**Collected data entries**
┄┄┄┄┄┄
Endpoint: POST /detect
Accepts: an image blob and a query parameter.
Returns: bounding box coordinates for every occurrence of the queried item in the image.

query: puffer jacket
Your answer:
┄┄┄┄┄┄
**TASK DETAILS**
Update the listing by replacing "puffer jacket" with "rain poncho" and keep every other part the same.

**TASK SOLUTION**
Endpoint: POST /detect
Accepts: an image blob and a query parameter.
Returns: bounding box coordinates for every occurrence of the queried item in the image.

query: rain poncho
Your answer:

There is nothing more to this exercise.